Records shown START
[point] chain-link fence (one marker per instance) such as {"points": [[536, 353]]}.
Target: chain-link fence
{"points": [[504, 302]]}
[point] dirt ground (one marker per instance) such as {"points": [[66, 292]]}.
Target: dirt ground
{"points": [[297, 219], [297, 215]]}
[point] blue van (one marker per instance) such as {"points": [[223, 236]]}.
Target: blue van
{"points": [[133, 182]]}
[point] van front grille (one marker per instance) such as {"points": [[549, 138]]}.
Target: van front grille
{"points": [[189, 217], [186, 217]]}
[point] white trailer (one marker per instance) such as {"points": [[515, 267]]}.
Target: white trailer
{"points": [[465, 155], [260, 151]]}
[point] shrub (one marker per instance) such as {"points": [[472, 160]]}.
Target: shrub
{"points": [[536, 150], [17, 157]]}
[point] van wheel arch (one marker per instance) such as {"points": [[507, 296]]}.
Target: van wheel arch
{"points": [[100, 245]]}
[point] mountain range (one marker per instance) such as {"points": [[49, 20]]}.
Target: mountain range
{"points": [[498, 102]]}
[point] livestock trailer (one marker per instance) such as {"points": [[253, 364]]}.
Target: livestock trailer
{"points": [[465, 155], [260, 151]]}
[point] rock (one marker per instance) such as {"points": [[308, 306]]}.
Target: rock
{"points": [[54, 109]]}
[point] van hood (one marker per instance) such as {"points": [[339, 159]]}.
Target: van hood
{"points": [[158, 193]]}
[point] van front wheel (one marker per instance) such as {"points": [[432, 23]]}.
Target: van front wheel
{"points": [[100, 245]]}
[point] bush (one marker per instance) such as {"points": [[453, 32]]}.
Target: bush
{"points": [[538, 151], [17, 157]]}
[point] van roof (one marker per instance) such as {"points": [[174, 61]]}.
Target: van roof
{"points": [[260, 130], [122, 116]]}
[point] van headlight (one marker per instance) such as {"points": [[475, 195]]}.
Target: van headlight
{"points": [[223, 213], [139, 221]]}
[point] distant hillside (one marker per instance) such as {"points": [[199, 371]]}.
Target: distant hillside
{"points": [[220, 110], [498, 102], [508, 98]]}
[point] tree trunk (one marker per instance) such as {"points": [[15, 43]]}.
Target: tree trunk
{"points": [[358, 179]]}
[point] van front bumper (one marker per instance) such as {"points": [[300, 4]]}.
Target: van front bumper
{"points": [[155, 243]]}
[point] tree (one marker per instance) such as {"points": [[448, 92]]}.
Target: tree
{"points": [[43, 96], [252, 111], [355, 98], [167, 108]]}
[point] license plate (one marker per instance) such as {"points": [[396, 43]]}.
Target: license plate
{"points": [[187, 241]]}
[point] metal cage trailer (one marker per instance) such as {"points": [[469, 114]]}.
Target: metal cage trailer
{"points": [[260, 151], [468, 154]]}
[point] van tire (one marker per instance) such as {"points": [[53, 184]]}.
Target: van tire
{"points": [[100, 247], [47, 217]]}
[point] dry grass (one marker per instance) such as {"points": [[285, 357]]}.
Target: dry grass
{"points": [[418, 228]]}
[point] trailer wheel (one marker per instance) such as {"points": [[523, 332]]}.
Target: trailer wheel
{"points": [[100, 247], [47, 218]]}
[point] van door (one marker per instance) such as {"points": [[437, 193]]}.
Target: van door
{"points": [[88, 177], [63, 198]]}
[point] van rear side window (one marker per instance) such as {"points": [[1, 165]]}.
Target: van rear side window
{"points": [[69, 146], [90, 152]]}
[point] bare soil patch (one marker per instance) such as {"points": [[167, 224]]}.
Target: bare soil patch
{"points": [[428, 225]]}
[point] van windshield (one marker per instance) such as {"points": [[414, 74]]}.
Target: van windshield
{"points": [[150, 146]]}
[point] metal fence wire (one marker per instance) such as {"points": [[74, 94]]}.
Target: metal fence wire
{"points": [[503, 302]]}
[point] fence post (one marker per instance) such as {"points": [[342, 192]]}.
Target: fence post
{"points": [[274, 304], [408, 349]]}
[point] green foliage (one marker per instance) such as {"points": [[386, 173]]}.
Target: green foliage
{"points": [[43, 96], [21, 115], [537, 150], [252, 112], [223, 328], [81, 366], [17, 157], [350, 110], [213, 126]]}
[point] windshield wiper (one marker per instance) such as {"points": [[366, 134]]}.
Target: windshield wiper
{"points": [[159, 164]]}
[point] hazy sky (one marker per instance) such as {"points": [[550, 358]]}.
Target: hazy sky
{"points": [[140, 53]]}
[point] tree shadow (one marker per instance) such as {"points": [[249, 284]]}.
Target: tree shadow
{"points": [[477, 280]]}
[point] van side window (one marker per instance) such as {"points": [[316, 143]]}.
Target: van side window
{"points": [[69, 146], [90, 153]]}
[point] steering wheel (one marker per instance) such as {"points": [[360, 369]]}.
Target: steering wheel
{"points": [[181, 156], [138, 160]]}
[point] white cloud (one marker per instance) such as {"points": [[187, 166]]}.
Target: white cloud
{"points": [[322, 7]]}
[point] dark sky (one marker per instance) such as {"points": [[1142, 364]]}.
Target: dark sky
Records shown END
**Description of the task:** A single figure is required: the number of lines in the entries above that include the word "dark".

**Written reply:** 2